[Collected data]
# # # #

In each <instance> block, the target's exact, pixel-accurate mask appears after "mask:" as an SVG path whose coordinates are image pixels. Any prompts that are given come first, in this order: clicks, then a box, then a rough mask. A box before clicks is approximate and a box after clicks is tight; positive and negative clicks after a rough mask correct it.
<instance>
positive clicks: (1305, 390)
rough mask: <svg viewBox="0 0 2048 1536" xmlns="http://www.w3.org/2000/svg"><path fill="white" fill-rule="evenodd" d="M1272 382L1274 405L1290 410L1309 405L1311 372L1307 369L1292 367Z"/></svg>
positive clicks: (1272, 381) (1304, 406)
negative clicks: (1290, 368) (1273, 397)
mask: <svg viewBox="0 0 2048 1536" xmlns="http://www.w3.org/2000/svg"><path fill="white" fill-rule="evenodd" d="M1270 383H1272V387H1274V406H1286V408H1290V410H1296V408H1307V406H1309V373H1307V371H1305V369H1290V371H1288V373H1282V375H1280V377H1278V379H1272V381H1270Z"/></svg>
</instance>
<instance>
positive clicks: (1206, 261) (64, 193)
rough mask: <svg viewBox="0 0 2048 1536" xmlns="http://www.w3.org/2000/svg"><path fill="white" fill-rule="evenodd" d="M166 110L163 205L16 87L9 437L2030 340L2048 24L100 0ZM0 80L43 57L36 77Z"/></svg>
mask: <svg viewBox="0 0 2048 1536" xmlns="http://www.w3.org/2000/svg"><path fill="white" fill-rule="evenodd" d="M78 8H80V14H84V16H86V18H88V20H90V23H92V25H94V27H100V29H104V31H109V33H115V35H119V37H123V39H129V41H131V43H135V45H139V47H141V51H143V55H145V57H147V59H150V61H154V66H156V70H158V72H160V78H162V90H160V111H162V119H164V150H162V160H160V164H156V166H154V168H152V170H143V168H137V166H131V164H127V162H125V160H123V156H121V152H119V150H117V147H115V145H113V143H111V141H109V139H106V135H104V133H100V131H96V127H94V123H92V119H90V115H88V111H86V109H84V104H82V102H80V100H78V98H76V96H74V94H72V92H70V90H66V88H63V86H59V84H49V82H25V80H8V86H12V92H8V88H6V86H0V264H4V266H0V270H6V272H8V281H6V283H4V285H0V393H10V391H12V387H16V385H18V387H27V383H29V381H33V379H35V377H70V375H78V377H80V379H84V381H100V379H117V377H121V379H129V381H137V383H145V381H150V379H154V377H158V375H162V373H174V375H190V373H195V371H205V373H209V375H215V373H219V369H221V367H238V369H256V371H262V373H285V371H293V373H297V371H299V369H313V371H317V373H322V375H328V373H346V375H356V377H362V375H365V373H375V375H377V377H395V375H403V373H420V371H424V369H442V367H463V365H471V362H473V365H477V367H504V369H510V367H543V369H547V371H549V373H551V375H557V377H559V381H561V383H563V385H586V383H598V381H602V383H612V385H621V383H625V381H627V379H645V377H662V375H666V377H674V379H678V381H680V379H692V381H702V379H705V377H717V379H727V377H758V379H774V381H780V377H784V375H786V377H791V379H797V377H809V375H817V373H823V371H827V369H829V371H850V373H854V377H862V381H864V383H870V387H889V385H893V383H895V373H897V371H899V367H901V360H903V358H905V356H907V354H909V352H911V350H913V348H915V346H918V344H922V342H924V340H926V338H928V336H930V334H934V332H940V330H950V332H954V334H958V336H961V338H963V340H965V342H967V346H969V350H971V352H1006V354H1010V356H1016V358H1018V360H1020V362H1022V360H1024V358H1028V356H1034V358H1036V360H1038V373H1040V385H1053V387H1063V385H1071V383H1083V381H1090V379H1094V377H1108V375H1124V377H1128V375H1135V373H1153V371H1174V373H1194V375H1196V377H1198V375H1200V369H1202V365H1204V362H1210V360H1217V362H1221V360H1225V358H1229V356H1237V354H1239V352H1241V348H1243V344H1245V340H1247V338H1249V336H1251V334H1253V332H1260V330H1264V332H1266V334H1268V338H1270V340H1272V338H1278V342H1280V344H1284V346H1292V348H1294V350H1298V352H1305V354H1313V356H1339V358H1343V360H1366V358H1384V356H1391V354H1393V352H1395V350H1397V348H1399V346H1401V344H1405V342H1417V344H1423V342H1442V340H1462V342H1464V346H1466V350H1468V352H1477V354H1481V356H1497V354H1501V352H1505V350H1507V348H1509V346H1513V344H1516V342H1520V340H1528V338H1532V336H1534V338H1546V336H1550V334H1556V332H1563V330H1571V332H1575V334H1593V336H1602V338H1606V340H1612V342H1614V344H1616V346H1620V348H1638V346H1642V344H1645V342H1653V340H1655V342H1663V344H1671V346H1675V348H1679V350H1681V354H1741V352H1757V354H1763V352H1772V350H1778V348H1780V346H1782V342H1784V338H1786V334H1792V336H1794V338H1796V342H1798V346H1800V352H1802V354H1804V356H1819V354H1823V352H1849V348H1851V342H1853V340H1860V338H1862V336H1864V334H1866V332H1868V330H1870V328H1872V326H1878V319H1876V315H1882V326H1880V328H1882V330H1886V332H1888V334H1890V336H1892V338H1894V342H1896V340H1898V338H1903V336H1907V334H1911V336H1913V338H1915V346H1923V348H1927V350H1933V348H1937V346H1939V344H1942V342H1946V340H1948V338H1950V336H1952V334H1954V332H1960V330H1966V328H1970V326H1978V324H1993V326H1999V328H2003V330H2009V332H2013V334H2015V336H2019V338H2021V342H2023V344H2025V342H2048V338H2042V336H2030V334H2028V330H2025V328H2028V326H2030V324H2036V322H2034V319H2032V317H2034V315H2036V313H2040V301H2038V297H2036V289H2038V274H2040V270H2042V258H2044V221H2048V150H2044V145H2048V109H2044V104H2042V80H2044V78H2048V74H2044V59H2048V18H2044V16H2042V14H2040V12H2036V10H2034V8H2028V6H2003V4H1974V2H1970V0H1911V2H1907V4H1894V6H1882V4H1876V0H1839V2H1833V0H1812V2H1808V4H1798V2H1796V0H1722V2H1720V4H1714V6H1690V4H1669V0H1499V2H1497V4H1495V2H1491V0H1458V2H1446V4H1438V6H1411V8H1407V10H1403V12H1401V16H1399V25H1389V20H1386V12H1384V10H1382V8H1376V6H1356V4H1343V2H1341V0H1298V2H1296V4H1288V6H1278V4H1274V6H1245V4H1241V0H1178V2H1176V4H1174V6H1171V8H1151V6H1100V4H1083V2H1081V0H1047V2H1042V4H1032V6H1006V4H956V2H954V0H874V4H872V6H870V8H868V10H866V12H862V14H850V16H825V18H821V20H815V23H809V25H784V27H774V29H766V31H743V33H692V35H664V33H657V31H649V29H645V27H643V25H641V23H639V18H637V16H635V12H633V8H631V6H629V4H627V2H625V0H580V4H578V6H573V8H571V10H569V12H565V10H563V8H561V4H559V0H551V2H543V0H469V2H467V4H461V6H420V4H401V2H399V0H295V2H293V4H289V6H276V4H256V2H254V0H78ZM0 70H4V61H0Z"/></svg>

# # # #

**Exercise:** Only the lines above starting at the one containing "negative clicks: (1290, 368) (1273, 397)" and ending at the one containing "positive clicks: (1206, 261) (64, 193)", both included, are to be returned, exactly as they read.

**Task output:**
negative clicks: (1290, 368) (1273, 397)
mask: <svg viewBox="0 0 2048 1536" xmlns="http://www.w3.org/2000/svg"><path fill="white" fill-rule="evenodd" d="M1270 383H1272V387H1274V406H1286V408H1290V410H1296V408H1307V406H1309V373H1307V371H1305V369H1290V371H1288V373H1282V375H1280V377H1278V379H1272V381H1270Z"/></svg>
</instance>
<instance>
positive clicks: (1206, 261) (64, 193)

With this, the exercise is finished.